Exercise description:
Transcribe the stretch from "It wasn’t her" through "it did Sarton." in the passage about May Sarton below.

Given passage:
::::

Sarton, who today is sometimes mentioned in the same breath as phrases like “women’s literature,” or covered in women’s studies curriculums, wrote more than 50 books. She actually came to my attention thanks to two men, at different times in my life. I might have missed her altogether if not for a one-two punch by Sydney Schanberg, an ex-New York Times colleague who thirty-odd years ago offhandedly said, “You would like May Sarton,” and then years later my therapist (who gave me “Journal of a Solitude”).
It wasn’t her emerging influence on feminism that provoked their decades-ago recommendations. They knew that the natural world, and specifically the garden, called to me, as it did Sarton.
“A garden is always a series of losses set against a few triumphs, like life itself,” she wrote.
SARTON, A PROLIFIC POET and author of fiction, also wrote memoir and journals—the latter to come to terms with herself, she said in interviews. She did not explore the journal form until her 50s.
“I wrote the first one, ‘Journal of a Solitude,’ as an exercise to handle a serious depression and it worked quite well,” she told “The Paris Review.” She sorted herself out, I see now as I reread her with an older eye, with the process of recording those reflections. We all need a story of ourselves—or actually a series of them each for different life stages—that we can live with, right?

::::

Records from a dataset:
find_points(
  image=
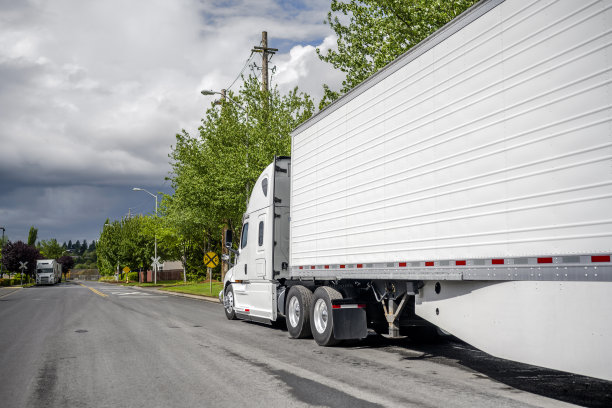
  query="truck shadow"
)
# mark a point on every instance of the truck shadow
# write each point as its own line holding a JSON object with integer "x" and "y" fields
{"x": 448, "y": 350}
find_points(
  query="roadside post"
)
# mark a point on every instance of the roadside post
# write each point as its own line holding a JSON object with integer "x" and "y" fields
{"x": 211, "y": 260}
{"x": 155, "y": 265}
{"x": 22, "y": 266}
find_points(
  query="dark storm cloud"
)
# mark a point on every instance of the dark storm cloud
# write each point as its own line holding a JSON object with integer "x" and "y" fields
{"x": 93, "y": 93}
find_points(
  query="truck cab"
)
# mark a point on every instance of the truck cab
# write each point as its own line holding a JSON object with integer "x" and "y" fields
{"x": 263, "y": 253}
{"x": 48, "y": 272}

::::

Result:
It wasn’t her emerging influence on feminism that provoked their decades-ago recommendations. They knew that the natural world, and specifically the garden, called to me, as it did Sarton.